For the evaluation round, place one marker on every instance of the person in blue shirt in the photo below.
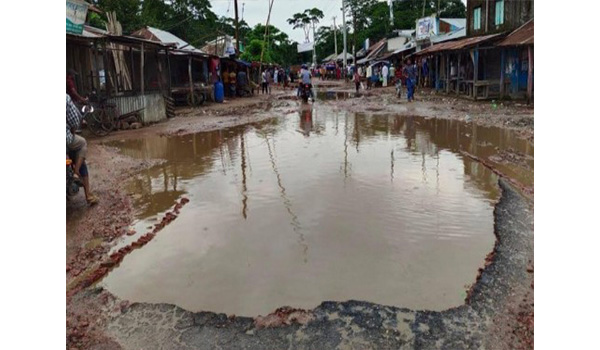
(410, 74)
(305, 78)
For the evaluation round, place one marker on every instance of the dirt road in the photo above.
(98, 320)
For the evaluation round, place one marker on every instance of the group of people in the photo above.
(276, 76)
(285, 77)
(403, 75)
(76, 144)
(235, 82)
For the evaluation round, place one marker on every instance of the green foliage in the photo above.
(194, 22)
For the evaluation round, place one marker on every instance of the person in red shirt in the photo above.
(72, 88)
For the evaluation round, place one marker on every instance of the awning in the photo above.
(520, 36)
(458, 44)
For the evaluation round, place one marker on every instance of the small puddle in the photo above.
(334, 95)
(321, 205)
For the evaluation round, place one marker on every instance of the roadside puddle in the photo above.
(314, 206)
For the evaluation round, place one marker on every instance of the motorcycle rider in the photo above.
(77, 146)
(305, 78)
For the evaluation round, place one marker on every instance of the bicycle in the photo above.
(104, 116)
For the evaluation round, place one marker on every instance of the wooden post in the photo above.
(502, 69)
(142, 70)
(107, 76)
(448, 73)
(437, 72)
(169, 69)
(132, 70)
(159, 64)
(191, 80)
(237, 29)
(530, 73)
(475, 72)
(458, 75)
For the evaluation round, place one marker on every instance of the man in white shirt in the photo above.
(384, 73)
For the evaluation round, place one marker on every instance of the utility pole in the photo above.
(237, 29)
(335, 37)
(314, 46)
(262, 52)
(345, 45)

------

» **Exercise requirements**:
From the line containing "small puddle in the photo above." through the closing line of the material above, return every line exactly and omit all others.

» **Written response**:
For the evaluation round, place one marker on every instance of the small puddle in the photo above.
(334, 95)
(321, 205)
For the evaluation round, place one marker on every instance of the roadside puddle in the photo above.
(314, 206)
For the evaluation round, place one marker on every instance of the motorcycle rider in the photo above.
(77, 146)
(305, 78)
For the evaluation round, place one marker on every instance of the bicycle in the photo above.
(104, 116)
For the evaluation round, place one marker on every instance of the wooden post in the photo above.
(502, 69)
(142, 70)
(107, 76)
(448, 73)
(437, 72)
(169, 69)
(132, 70)
(159, 64)
(191, 80)
(237, 29)
(530, 73)
(475, 72)
(458, 75)
For the evaluation round, place one marker on every instance of the man in white shirt in the photo above.
(384, 73)
For the evaluation round, place one marker on every instance of the utility pole in the photo above.
(237, 29)
(335, 37)
(314, 46)
(262, 52)
(345, 45)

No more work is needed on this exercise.